- **Material for the task**

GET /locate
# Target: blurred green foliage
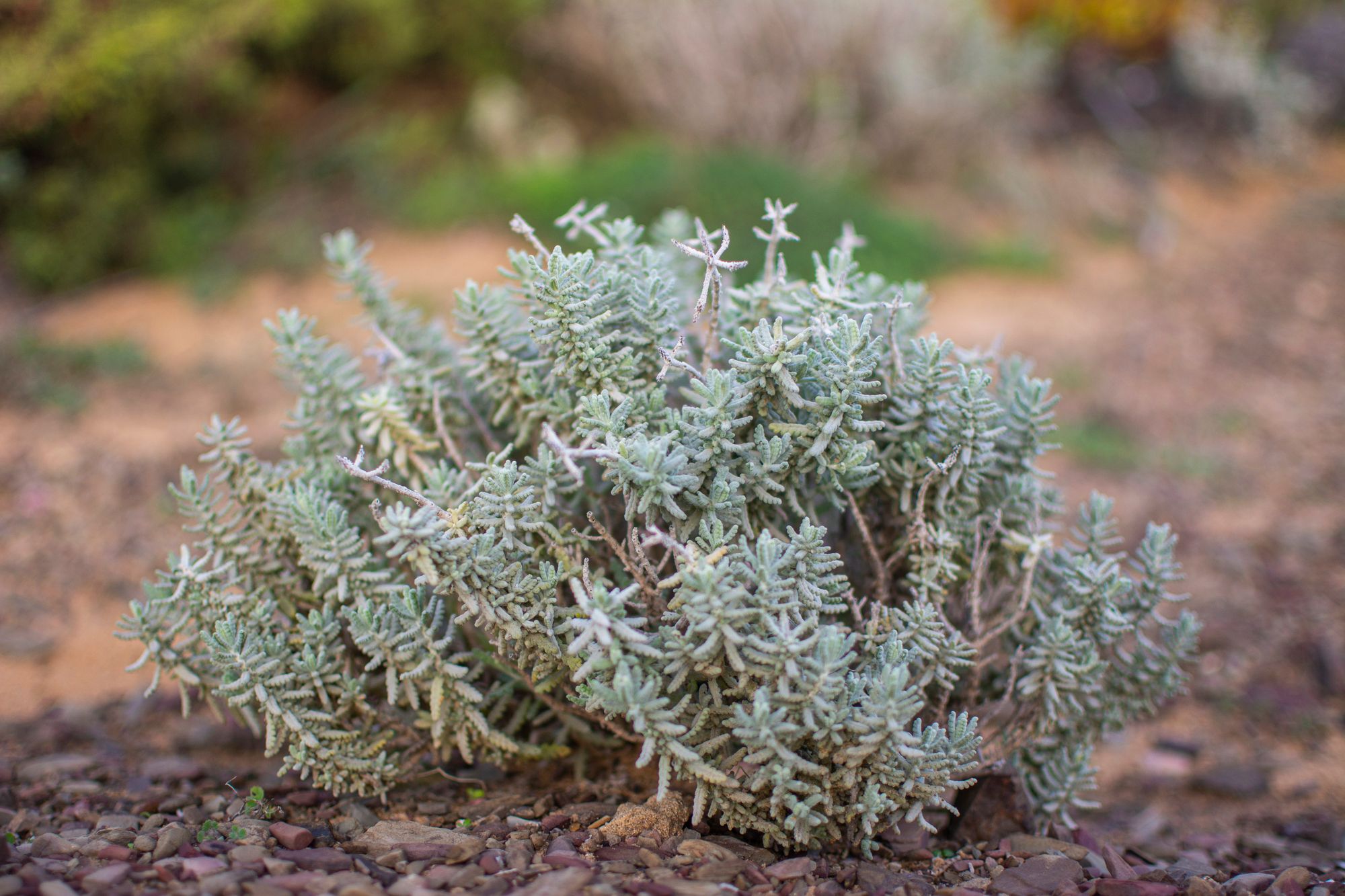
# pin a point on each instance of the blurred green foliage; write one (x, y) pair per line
(642, 178)
(56, 374)
(131, 132)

- **Short problem**
Rewrite the material above with every occurrence of "blurred green foliage" replaced by "out-of-focus greenery", changing nothing else. Omit the picture from your answer.

- **Reply**
GET /locate
# Target: out-of-focus greenery
# pin a point on each instance of the out-of-focus greenery; write one (x, y) pair per line
(642, 178)
(56, 374)
(131, 132)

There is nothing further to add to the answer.